▼▼▼

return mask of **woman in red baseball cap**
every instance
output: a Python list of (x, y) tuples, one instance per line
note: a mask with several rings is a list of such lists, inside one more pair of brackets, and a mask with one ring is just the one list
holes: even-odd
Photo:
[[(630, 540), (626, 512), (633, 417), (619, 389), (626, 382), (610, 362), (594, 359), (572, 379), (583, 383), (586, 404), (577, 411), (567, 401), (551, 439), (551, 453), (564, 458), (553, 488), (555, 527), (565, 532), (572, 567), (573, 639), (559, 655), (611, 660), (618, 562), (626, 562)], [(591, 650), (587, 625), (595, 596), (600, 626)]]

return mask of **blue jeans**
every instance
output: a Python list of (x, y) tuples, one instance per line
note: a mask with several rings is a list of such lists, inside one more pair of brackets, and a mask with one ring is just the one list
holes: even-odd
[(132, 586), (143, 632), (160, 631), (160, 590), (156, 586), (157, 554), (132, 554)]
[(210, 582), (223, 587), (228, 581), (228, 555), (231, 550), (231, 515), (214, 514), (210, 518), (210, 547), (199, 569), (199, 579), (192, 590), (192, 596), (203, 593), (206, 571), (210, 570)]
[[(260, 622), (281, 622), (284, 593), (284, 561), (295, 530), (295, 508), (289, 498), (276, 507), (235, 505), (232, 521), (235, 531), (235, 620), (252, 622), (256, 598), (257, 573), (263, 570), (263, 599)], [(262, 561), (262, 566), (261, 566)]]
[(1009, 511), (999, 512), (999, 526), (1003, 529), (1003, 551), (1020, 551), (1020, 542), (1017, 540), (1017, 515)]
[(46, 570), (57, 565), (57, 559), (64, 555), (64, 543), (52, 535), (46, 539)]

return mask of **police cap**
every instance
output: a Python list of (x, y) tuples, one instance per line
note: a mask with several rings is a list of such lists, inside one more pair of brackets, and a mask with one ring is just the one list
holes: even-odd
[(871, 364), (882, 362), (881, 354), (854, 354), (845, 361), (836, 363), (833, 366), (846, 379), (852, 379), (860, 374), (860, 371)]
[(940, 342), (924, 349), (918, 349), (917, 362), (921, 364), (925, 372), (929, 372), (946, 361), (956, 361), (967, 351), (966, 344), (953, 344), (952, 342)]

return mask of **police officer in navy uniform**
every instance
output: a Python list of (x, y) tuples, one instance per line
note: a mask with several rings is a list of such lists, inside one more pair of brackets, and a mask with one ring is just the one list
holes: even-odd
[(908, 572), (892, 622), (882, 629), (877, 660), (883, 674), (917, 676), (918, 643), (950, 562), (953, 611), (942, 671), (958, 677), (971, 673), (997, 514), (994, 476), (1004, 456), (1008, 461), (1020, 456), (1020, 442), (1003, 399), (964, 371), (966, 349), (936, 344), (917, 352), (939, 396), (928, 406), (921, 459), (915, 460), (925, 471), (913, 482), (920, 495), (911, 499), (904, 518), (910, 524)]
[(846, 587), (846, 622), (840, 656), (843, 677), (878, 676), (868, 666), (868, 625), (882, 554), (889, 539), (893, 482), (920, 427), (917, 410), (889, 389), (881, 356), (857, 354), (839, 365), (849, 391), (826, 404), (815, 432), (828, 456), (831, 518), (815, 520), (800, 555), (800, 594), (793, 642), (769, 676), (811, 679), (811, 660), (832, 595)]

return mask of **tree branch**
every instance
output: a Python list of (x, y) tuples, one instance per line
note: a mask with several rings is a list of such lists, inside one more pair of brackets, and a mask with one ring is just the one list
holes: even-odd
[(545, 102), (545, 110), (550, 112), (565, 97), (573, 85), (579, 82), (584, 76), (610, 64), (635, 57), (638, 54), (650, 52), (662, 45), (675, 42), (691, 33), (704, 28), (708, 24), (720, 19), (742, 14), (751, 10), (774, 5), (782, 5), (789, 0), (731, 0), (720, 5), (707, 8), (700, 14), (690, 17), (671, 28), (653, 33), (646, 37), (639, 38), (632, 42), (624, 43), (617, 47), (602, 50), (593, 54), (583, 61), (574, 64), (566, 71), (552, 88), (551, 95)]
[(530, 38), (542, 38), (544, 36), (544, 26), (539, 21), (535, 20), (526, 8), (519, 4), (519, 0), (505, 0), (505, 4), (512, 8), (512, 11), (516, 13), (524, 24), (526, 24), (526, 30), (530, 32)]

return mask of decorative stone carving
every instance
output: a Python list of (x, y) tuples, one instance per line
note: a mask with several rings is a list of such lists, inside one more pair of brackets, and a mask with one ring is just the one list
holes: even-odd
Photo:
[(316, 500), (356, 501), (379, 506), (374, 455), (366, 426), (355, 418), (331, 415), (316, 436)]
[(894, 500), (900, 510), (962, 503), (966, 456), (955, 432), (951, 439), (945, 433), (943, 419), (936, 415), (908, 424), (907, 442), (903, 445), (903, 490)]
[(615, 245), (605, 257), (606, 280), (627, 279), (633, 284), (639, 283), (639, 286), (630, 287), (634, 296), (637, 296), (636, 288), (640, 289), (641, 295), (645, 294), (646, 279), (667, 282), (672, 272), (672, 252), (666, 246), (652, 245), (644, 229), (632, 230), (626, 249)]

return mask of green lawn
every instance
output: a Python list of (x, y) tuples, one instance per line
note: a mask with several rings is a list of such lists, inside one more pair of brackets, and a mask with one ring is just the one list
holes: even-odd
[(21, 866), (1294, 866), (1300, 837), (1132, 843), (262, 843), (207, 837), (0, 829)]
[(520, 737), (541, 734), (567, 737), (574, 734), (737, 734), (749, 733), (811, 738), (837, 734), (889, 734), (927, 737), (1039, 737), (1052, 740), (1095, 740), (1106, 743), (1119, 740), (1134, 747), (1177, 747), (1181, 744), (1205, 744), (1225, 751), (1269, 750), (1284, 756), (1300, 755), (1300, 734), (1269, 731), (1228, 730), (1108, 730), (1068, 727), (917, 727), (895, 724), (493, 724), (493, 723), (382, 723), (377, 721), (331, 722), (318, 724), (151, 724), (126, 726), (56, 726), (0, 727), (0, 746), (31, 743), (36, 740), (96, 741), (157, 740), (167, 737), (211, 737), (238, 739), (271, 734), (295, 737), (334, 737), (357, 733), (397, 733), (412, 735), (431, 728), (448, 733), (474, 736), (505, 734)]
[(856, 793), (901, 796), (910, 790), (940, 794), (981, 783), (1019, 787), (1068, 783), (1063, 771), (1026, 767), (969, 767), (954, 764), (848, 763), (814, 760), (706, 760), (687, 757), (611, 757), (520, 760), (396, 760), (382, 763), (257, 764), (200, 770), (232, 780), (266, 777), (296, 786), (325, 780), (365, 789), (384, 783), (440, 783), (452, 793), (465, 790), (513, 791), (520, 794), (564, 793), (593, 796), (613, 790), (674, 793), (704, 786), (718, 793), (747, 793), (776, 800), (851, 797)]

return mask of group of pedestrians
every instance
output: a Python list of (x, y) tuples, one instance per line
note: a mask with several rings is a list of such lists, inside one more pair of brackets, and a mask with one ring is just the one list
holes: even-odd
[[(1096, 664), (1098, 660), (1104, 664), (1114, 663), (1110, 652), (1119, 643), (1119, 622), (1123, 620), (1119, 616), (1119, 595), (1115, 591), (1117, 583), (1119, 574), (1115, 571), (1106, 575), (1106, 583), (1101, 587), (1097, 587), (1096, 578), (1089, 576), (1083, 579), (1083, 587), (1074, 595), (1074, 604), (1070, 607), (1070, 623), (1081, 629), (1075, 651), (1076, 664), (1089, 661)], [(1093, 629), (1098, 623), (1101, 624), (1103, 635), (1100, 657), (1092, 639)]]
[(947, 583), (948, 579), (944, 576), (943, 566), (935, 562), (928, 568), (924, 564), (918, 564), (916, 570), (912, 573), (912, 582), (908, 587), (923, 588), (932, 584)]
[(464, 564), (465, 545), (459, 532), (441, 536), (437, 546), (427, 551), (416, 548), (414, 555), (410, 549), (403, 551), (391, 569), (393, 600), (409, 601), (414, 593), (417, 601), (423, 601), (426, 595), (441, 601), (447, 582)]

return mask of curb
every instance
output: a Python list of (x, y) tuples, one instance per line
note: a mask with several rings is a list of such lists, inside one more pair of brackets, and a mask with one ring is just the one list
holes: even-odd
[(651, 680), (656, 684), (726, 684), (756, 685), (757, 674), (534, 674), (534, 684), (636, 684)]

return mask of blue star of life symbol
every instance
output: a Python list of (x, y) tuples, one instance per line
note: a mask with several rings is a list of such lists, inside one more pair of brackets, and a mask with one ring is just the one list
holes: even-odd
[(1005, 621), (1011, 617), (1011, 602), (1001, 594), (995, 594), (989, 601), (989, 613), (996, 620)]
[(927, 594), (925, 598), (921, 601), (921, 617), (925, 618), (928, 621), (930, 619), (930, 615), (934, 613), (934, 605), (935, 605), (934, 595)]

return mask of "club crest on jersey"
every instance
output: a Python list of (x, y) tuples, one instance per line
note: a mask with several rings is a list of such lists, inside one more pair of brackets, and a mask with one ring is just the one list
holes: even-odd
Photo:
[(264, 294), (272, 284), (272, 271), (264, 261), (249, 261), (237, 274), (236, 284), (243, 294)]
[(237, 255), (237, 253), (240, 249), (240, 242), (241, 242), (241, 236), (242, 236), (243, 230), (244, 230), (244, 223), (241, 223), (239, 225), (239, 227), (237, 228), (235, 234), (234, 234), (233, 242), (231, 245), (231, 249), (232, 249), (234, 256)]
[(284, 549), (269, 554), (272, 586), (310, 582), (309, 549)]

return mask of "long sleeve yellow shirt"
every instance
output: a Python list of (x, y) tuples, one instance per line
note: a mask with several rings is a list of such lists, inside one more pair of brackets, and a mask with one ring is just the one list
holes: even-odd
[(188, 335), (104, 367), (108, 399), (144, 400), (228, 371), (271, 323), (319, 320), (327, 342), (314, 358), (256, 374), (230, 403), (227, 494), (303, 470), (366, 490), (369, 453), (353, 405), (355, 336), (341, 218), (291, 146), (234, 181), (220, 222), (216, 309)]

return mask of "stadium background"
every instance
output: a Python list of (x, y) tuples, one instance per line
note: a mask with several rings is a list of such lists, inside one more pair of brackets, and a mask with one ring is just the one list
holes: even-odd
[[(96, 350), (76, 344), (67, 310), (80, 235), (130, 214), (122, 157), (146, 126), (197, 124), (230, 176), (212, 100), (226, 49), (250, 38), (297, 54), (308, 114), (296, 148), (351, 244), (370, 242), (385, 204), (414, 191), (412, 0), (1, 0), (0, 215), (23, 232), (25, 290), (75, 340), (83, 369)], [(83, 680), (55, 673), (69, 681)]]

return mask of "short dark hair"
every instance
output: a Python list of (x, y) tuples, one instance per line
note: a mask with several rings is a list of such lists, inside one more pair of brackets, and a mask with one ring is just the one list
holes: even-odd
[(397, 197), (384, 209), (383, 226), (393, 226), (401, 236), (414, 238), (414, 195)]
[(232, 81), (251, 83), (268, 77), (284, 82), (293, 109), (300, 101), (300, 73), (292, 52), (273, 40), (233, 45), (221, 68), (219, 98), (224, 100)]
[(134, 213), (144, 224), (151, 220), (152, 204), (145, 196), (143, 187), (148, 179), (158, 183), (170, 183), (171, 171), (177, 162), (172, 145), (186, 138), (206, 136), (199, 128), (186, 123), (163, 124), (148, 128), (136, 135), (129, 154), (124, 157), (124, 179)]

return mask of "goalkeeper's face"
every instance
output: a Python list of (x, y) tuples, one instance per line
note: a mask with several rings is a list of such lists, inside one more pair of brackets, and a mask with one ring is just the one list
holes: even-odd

▲▲▲

» **Task objective**
Search the entries for the word "blue" and pick out every line that holds it.

» **Answer box**
return mask of **blue jeans**
return mask of blue star of life symbol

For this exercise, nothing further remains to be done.